Direction ▸ List each line in the entries below that contains the word "bird".

Input ▸

'''

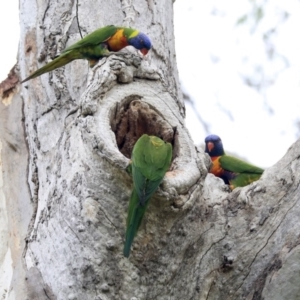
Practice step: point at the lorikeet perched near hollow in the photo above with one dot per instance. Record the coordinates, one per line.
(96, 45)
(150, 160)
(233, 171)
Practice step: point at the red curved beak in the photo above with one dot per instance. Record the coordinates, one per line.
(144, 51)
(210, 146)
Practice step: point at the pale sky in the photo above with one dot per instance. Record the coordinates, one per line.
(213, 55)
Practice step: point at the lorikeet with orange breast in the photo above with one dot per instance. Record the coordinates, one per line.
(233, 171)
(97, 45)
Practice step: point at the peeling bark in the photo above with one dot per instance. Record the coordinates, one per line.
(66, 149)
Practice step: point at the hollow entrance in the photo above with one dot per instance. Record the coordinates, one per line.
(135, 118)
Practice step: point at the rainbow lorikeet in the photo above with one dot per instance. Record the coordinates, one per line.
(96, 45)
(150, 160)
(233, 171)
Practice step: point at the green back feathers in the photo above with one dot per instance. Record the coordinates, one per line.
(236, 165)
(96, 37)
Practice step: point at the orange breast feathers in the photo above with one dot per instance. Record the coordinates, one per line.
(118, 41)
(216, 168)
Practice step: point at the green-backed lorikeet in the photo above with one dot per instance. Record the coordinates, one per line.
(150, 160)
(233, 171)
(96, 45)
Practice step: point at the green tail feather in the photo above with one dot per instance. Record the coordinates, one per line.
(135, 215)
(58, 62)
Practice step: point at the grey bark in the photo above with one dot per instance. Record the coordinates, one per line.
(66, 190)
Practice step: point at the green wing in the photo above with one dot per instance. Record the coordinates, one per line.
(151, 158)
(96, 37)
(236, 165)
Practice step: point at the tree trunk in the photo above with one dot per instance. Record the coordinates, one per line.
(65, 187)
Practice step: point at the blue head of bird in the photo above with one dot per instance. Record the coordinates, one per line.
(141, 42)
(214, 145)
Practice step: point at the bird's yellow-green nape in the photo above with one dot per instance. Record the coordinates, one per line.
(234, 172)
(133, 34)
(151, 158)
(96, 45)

'''
'''

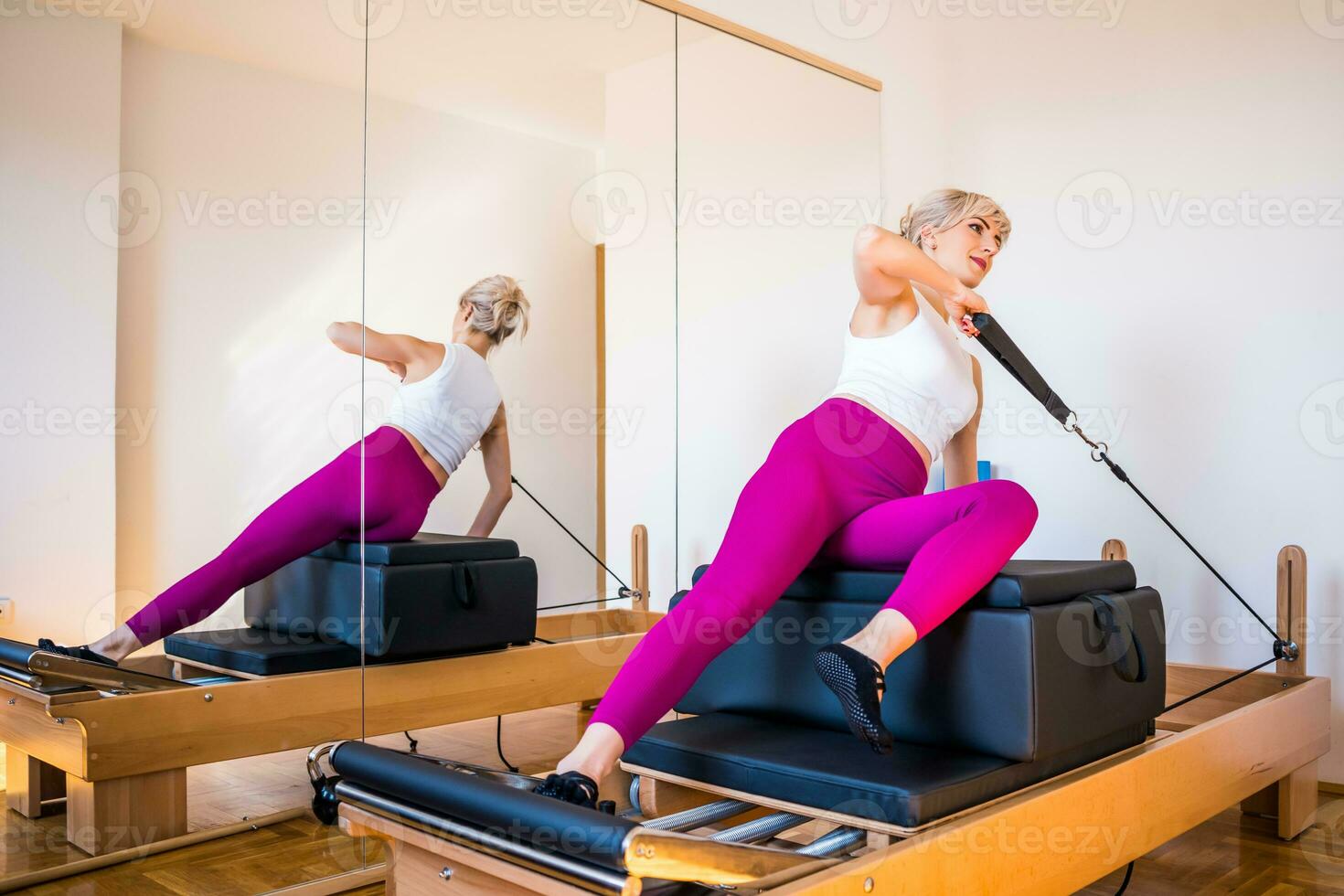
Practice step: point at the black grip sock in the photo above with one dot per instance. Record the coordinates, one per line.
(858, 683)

'''

Exercise response ▸
Practice step: point at the blue head of bird in the photo above with one dot per instance. Record the coordinates, one per line.
Practice step: point at the bird's yellow-green nape in the photo above with one dot per instance. Record the coordinates, one per line.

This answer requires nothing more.